Opdracht. Schrijf uit de tekst over bruinvissen het stuk over dat begint met "Verhongering is een" en doorloopt tot en met "aan Wageningen University.".

Verhongering is een constant risico voor bruinvissen. Daarnaast zijn verdrinking in op de bodem staande netten en predatie door grijze zeehonden een belangrijke doodsoorzaak. Bruinvissen eten iedere dag circa tien procent van hun eigen gewicht aan vis, en dan vooral grondels, wijting, zandspieringen, haring en sprot. Dat blijkt uit onderzoek van Mardik Leopold van IMARES Wageningen UR, waar hij op 20 november op promoveert aan Wageningen University.
Bruinvissen zijn tegenwoordig veel voorkomende zoogdieren in het Nederlandse deel van de Noordzee. De populatieomvang (circa 50 duizend) is vergelijkbaar met die van reeën in Nederland. Al die bruinvissen moeten iedere dag eten. Maar wat ze allemaal eten, of ze hetzelfde eten, waardoor ze verschillen in wat ze eten, en of er genoeg vis in zee zit voor al die bruinvissen was onduidelijk. IMARES-onderzoeker Mardik Leopold onderzocht in zijn promotieonderzoek hoe kenmerken van individuele dieren (leeftijd, conditie) en externe omstandigheden (seizoen, locatie) het dieet van bruinvissen beïnvloedt. Hij deed dat door de magen van 829 bruinvissen, die tussen 2005 en 2014 dood aanspoelden op de Nederlandse kust, te onderzoeken op voedselresten.
Veel vette vis
Om warm te blijven in de koude zee eten bruinvissen dagelijks ongeveer tien procent van hun eigen gewicht aan vis. Die vis moet dus in ruime mate voorhanden zijn, liefst makkelijk te vangen en rijk aan calorieën. In de magen trof Leopold in totaal zo’n 70 verschillende prooisoorten aan. Vier typen prooi zijn echt belangrijk: grondels, kabeljauwachtigen (vooral wijting), zandspieringen en haringachtigen (haring en sprot). In de Westerschelde worden ook trekvissen zoals spiering gegeten. “Met het schoner worden van de Westerschelde keren naast de trekvissen ook de bruinvissen weer terug”, zegt Leopold. “Ze waren wel mager, overleven op deze riviervis is wellicht nog lastig.”
Onlangs werden er
bijzondere beelden
van een bruinvis gemaakt door Melvin Redeker en Fiona van Doorn.
Mager
Gezonde bruinvissen zijn ook dik; zij eten relatief veel vette vis. Hun vetlaag is afhankelijk van het seizoen; in de zomer zijn bruinvissen wat magerder. Ook het sterftecijfer is ’s zomers het hoogst. Onder de dood aangespoelde bruinvissen waren vrij veel sterk vermagerde exemplaren. Hoe magerder de bruinvis, hoe minder vette vis deze nog in zijn dieet had. Wat oorzaak en gevolg is, kan Leopold niet zeggen. “Dit is een echte kip en ei kwestie: kan een magere bruinvis geen vette vis meer vangen, of vermagert een bruinvis die geen vette vis vangt?”

Rijen.
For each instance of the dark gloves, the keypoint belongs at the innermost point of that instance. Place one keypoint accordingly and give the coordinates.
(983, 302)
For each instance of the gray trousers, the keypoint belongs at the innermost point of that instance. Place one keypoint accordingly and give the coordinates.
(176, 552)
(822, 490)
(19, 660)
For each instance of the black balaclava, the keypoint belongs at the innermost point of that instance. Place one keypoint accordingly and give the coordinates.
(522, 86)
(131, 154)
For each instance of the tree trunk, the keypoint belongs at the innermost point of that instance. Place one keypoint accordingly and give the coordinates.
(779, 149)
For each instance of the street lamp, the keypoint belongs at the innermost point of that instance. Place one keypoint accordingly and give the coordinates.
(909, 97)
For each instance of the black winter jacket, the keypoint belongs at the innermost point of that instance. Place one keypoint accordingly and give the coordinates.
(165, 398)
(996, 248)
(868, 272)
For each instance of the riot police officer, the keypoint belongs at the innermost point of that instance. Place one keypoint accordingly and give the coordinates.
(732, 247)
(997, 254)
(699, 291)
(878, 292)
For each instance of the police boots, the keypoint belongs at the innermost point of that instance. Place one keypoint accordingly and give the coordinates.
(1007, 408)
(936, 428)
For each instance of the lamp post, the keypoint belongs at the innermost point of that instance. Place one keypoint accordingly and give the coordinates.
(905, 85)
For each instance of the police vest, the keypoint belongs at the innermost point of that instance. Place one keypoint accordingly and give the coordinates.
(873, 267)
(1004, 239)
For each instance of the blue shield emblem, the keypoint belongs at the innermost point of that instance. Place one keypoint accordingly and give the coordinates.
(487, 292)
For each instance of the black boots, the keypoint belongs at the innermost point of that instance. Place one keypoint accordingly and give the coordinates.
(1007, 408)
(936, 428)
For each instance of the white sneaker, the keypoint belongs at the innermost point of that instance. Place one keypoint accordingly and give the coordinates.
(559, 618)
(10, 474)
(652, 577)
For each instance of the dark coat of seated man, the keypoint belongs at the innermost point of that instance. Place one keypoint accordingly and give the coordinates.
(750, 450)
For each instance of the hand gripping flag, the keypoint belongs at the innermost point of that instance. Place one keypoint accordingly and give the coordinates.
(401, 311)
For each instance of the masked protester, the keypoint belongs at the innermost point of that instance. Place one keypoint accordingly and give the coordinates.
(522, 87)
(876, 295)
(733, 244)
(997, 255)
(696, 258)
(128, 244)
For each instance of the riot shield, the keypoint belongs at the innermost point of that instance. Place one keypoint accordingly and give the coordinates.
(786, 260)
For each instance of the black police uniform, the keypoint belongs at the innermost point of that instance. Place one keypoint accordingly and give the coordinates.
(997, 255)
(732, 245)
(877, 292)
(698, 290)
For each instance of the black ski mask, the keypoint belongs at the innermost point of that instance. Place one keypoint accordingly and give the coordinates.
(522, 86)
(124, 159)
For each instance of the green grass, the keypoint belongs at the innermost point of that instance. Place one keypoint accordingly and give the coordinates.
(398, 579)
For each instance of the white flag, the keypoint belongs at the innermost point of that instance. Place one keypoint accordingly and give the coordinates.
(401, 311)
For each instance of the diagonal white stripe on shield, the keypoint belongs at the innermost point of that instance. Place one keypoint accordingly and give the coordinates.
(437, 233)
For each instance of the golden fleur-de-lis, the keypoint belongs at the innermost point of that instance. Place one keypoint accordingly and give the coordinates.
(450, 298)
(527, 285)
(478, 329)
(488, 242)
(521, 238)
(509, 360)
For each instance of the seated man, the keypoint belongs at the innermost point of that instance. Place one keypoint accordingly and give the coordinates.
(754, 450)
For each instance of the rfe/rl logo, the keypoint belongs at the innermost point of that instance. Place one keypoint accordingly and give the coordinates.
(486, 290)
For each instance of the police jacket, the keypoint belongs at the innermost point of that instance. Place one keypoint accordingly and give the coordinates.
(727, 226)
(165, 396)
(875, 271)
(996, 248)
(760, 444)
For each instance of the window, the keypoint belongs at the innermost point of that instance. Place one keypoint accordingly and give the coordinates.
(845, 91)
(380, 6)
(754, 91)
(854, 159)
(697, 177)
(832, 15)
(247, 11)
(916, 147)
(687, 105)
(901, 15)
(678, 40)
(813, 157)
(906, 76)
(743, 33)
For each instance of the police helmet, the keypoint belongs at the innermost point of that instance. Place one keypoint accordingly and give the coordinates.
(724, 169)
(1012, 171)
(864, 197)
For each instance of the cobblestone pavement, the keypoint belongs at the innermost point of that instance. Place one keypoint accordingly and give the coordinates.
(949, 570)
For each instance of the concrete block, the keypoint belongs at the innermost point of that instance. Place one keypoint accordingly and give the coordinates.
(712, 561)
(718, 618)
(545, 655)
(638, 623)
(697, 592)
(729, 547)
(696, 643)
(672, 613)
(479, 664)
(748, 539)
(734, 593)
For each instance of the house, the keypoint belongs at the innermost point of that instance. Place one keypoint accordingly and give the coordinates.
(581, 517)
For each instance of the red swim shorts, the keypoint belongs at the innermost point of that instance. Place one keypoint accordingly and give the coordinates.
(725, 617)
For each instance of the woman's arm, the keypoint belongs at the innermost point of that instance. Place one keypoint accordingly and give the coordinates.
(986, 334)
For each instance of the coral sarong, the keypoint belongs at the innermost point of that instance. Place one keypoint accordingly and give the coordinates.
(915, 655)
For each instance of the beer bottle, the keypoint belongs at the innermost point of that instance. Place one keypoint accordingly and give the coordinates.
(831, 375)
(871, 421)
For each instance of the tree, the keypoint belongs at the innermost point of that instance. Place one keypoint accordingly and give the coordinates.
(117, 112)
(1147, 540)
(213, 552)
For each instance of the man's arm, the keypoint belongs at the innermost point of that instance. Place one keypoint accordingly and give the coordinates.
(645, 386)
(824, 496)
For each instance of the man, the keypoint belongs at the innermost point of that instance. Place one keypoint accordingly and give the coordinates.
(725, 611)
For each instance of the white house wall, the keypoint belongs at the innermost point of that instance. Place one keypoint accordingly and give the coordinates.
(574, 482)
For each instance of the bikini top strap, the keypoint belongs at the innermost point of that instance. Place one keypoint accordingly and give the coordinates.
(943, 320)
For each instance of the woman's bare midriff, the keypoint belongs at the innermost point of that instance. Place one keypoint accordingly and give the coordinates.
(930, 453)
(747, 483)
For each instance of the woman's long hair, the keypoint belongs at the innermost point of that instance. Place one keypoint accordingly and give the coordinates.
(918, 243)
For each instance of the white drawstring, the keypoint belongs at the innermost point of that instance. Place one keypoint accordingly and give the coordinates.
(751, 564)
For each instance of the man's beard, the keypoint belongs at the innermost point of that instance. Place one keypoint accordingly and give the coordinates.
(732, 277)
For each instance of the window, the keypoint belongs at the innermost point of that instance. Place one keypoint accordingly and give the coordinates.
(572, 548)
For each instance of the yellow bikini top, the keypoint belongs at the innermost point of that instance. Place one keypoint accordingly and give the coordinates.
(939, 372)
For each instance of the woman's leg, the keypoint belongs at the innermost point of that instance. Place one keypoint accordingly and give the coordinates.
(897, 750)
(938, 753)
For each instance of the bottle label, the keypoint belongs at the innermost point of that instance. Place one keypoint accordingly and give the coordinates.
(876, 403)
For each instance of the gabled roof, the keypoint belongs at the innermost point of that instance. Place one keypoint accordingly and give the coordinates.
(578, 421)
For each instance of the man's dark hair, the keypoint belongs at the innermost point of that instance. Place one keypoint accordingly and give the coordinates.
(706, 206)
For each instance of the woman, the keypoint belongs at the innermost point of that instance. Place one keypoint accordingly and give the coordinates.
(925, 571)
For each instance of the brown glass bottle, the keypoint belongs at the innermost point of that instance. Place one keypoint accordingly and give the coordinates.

Antwoord.
Verhongering is een constant risico voor bruinvissen. Daarnaast zijn verdrinking in op de bodem staande netten en predatie door grijze zeehonden een belangrijke doodsoorzaak. Bruinvissen eten iedere dag circa tien procent van hun eigen gewicht aan vis, en dan vooral grondels, wijting, zandspieringen, haring en sprot. Dat blijkt uit onderzoek van Mardik Leopold van IMARES Wageningen UR, waar hij op 20 november op promoveert aan Wageningen University.